_EXERCISE AIM_
Repeat the following records word for word, without changing anything.

_SUPPLIED DATA_
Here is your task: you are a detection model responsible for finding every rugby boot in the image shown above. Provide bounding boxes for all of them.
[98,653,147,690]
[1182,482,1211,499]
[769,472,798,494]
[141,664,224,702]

_WORKED ANSWER_
Here is your task: you are a detection model responsible for finding every rugby boot in the image shown above. Provide bounding boxes for all of them.
[98,653,147,690]
[1182,482,1211,499]
[769,472,798,494]
[141,664,224,702]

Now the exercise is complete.